_ARTICLE_

"""

BACKGROUND OF THE INVENTION

The invention relates to a power-driven hand tool, comprising a tool spindle that can be driven in a rotational oscillatory manner about its longitudinal axis and that is designed to carry a tool, and comprising a transmission housing, in which there is carried an eccentric coupling drive for driving the tool spindle and from which the tool spindle projects outwardly with one end.

Such a hand tool is known from WO 2008/128804 A1. The tool in that case is a power tool having a drive unit, for driving a drive shaft, and having an output shaft, on which a tool is carried. The rotary motion of the drive shaft can be transferred to the output shaft via an eccentric coupling device.

Such hand tools provided with an oscillatory drive can be used, for instance, to cut or grind workpieces, the oscillatory motion of the tool making it possible, in principle, to achieve precise guidance with a high cutting and material removal rate.

It has been found that, during use of such hand power tools, vibrations can occur that a user may perceive as irritating in the case of prolonged use.

In this connection, for the purpose of vibration compensation, WO 2008/128804 A1 proposes a mass compensation device, which executes a compensatory motion counteracting the oscillatory motion generated by the oscillatory drive.

In principle, therefore, it is possible to reduce vibrations, but the mass compensation device necessitates a more elaborate structure and a considerable additional weight. In addition, the mass compensation device requires a whole series of parts that are movably coupled to one another and that have to be supplied with transmission grease in order to ensure that the machine runs smoothly. Since the oscillatory drive concerned is usually operated at high frequency, this results in flexing motions and grease stresses being produced, which can result in heating of the tool and which can have a detrimental effect upon the efficiency and service life of the machine concerned.

"""

_EXTRACTED ENTRIES_
"""

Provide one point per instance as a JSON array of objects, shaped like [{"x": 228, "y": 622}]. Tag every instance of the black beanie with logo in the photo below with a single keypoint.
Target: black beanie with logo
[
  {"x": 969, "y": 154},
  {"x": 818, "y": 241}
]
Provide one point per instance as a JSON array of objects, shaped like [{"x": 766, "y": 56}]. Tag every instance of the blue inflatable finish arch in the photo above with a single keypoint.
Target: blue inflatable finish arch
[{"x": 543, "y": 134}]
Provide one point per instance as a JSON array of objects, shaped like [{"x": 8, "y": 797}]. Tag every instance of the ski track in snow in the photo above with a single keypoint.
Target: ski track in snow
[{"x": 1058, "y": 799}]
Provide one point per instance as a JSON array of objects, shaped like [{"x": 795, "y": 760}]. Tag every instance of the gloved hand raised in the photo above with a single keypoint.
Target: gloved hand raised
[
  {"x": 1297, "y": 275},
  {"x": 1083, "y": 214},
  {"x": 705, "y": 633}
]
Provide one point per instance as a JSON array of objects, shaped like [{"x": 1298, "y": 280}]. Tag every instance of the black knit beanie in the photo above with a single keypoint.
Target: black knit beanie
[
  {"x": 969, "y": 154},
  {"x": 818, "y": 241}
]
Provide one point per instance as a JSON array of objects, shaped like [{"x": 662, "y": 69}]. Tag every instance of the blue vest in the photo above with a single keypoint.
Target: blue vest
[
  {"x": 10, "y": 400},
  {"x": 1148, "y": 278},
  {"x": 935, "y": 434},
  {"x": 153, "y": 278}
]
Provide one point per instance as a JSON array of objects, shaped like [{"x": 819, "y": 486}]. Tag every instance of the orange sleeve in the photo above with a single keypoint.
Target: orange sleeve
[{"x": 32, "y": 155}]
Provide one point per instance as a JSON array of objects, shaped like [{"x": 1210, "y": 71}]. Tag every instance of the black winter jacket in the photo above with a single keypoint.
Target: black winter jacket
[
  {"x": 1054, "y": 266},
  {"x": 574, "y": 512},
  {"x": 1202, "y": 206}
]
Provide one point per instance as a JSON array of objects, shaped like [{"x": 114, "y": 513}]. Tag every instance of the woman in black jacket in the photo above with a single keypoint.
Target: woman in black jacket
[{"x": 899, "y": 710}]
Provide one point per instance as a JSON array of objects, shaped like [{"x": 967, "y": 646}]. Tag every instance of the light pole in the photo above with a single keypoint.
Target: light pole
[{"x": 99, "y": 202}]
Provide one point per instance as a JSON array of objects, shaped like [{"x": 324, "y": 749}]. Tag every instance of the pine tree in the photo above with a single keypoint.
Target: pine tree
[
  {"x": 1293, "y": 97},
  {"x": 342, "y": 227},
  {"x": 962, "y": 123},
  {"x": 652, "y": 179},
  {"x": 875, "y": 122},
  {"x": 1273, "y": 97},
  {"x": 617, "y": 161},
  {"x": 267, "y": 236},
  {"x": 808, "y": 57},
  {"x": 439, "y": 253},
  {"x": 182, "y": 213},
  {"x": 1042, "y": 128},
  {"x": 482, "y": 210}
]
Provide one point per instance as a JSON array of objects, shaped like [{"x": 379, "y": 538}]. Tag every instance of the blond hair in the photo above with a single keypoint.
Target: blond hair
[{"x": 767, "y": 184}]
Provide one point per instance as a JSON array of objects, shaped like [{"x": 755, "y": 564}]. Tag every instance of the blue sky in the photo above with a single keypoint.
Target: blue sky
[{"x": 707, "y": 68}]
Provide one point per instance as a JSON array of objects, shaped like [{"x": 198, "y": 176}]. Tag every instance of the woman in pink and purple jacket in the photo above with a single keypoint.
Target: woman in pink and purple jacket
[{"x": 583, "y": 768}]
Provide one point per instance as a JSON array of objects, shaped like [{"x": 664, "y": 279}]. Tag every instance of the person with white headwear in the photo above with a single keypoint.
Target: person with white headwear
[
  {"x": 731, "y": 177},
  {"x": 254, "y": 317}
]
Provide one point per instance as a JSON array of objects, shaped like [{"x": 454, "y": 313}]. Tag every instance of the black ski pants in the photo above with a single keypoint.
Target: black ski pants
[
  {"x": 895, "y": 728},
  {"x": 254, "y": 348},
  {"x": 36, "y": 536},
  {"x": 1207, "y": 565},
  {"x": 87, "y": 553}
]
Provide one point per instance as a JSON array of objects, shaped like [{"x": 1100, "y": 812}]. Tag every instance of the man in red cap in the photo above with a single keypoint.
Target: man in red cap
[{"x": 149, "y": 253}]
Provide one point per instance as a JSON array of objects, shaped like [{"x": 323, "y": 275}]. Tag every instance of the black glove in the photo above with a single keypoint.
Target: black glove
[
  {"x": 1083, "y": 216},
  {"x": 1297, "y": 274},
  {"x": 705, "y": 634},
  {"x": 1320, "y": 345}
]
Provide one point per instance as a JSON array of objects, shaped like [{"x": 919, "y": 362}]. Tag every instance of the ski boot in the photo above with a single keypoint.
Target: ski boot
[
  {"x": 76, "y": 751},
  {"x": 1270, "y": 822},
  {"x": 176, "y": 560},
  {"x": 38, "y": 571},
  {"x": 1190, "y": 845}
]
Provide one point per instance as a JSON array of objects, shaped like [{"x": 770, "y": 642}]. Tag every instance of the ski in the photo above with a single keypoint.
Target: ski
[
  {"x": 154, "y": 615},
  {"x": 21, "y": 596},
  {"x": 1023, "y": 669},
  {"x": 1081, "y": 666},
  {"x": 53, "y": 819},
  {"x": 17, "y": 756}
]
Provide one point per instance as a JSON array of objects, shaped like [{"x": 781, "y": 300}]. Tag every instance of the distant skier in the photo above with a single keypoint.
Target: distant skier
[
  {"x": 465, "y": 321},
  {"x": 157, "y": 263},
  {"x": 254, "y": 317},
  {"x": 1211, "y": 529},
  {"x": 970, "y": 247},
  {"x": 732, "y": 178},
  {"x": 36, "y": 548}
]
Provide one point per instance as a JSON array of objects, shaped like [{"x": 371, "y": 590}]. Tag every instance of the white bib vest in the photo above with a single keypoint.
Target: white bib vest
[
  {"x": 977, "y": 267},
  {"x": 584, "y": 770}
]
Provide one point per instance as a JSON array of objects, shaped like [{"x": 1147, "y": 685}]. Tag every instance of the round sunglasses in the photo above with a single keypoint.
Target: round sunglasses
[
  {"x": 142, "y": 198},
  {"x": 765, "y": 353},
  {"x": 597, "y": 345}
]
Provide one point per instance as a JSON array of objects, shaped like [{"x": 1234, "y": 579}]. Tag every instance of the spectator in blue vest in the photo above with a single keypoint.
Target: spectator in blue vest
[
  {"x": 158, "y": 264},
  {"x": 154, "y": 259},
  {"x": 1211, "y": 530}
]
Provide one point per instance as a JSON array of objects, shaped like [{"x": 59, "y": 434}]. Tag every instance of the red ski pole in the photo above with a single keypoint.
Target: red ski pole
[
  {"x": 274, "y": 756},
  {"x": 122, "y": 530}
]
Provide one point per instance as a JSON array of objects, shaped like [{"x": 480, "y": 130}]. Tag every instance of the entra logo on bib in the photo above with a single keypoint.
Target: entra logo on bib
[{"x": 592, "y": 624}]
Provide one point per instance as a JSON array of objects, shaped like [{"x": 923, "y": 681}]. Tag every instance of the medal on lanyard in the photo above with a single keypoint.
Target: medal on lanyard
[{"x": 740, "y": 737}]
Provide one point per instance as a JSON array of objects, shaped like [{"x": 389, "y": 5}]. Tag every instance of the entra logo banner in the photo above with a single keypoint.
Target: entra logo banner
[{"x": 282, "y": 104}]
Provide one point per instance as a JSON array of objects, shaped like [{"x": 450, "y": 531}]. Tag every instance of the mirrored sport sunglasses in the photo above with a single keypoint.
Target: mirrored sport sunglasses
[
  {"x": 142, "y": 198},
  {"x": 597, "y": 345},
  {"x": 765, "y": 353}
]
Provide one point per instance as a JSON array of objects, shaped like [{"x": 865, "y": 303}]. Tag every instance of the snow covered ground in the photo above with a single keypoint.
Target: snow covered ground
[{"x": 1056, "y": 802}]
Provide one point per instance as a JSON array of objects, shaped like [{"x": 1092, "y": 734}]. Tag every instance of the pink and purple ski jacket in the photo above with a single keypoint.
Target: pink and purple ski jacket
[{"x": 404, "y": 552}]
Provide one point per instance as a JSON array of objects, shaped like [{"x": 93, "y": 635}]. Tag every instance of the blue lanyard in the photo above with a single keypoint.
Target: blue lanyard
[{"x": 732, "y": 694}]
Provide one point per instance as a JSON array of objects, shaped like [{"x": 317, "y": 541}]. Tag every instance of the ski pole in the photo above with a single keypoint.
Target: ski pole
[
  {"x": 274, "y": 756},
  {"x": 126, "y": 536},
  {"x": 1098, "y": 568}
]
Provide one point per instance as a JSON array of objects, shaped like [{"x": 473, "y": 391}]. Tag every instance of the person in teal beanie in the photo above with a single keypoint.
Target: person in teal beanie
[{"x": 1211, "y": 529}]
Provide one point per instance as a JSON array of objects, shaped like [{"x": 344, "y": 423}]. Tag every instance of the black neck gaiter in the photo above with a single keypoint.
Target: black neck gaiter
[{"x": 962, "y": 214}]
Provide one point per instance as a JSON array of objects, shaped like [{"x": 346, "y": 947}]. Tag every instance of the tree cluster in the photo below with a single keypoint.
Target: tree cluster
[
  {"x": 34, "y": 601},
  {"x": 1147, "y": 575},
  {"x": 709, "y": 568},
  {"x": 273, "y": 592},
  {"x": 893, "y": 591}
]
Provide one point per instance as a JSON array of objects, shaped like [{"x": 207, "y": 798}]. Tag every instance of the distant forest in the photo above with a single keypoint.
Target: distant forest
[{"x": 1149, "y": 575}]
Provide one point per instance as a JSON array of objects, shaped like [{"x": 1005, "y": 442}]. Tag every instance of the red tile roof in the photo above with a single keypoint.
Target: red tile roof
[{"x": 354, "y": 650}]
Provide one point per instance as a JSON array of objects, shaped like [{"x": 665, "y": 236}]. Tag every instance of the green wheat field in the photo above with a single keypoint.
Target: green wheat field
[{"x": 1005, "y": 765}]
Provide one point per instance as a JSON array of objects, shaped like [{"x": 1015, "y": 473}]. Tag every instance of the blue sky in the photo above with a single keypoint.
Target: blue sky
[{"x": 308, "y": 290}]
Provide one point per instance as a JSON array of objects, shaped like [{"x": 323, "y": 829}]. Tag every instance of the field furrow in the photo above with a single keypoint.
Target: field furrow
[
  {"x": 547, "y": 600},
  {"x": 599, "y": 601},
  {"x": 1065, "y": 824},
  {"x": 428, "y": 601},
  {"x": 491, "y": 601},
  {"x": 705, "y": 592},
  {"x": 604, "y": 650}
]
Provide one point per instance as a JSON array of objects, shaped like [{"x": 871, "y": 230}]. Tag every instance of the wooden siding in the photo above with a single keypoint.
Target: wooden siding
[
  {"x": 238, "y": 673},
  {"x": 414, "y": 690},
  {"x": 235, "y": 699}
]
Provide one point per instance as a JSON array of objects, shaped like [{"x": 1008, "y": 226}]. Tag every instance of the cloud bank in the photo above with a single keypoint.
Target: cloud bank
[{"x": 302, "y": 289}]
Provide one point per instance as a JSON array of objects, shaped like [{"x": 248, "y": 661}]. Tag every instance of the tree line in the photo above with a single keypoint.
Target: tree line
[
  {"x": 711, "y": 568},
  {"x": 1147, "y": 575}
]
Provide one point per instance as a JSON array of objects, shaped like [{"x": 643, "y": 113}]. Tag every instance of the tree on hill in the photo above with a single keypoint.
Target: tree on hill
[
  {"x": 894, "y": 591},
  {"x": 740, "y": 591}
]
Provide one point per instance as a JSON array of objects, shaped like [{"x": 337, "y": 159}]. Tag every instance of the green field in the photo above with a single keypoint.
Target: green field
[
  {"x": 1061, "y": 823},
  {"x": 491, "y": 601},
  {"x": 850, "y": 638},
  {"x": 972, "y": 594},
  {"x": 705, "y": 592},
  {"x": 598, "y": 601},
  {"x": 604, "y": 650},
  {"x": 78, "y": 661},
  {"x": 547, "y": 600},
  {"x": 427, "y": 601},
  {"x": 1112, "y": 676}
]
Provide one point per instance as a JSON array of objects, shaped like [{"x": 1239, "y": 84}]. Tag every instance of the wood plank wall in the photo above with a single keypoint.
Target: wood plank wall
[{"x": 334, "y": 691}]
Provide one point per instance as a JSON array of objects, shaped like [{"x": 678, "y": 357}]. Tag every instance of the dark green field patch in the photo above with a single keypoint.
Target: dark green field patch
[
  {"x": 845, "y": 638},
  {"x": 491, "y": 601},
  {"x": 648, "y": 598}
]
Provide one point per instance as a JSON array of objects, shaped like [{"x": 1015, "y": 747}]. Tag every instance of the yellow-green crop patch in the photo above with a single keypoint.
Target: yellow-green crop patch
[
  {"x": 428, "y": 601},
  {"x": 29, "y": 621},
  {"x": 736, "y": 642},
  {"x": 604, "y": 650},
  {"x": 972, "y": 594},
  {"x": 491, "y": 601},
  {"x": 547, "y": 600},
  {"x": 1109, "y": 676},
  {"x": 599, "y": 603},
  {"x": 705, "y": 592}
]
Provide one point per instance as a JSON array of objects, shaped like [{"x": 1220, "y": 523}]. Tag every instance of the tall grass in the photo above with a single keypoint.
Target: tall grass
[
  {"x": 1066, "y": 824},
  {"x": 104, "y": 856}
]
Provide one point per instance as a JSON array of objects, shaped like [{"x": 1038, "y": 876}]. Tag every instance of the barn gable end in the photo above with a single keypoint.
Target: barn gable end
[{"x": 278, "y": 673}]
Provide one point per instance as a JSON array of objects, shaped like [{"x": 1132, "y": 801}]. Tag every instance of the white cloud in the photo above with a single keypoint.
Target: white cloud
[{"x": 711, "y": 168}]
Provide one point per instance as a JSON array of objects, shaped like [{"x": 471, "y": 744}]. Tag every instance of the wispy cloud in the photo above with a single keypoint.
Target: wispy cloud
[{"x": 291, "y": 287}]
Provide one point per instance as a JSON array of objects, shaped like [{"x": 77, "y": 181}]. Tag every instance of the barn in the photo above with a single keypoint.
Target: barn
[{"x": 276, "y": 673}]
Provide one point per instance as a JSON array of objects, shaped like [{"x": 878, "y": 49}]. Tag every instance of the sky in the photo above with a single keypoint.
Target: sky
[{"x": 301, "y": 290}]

"""

_TO-DO LIST_
(a) Begin at the line in the records that has "instance of the sky" and stop at the end of the records. Write those lines out again, swapping "sky" for "open sky" and leaving everything else as it is.
(b) Continue the patent background on the oscillating power hand tool from where it stops.

_ANSWERS GIVEN_
(a)
Provide one point per instance as a JSON array of objects, shaped like [{"x": 878, "y": 49}]. Tag every instance of the open sky in the photo above with a single keypoint.
Target: open sky
[{"x": 301, "y": 290}]

(b)
SUMMARY OF THE INVENTION

In view of this, it is a first object of the invention to disclose a power-driven hand tool for driving a tool in oscillation, which allows for high performance and reduced vibrations.

It is a second object of the invention to disclose a power-driven hand tool for driving a tool in oscillation allowing for high efficiency.

It is a third object of the invention to disclose a power-driven hand tool for driving a tool in oscillation allowing for low component stress.

In one aspect of the invention these object and other objects are achieved by a power-driven hand tool, comprising:

a tool spindle that can be driven in a rotational oscillatory manner about its longitudinal axis and that is configured for carrying a tool;

a transmission housing;

an eccentric coupling drive received within said transmission housing for driving said tool spindle and from which said tool spindle projects outwardly with one end; and

a compensatory mass for compensating oscillations originating from the rotational oscillatory motion, said compensatory mass being disposed outside of said transmission housing within a chamber that is enclosed by a machine housing.

The object of the invention is thereby fully achieved.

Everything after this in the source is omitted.